Print every line of the records below word for word, leaving out the pictures.

━━━

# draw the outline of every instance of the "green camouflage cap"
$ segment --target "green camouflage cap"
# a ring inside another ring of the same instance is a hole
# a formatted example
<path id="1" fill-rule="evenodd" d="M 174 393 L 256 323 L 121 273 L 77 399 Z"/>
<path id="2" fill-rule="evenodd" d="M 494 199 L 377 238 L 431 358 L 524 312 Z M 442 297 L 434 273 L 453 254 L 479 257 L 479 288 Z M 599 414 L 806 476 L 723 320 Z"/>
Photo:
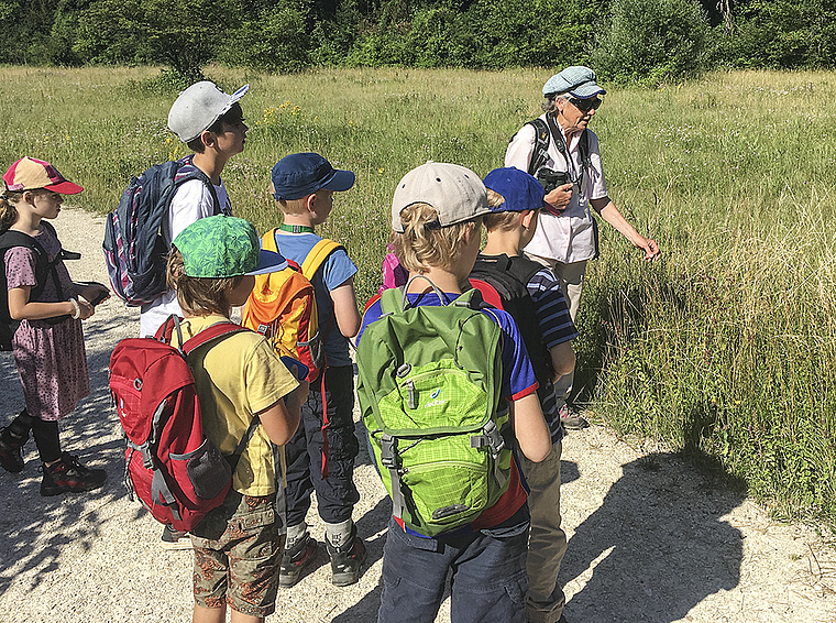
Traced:
<path id="1" fill-rule="evenodd" d="M 190 277 L 227 278 L 287 267 L 279 253 L 258 248 L 255 228 L 241 218 L 201 218 L 184 229 L 173 244 L 183 254 L 183 266 Z"/>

━━━

** Solution for this problem **
# draw the outline of every instance of the "green camouflage cap"
$ segment --target "green camouflage cap"
# a ring inside another ring of the same instance is a hole
# a formatted example
<path id="1" fill-rule="evenodd" d="M 174 393 L 256 323 L 121 273 L 77 399 Z"/>
<path id="2" fill-rule="evenodd" d="M 494 199 L 377 238 L 431 358 L 524 312 Z M 442 297 L 434 273 L 453 254 L 479 257 L 479 288 Z M 599 414 L 806 476 L 723 320 Z"/>
Photo:
Traced:
<path id="1" fill-rule="evenodd" d="M 190 277 L 227 278 L 287 267 L 279 253 L 258 248 L 255 228 L 241 218 L 201 218 L 184 229 L 173 244 L 183 254 L 183 266 Z"/>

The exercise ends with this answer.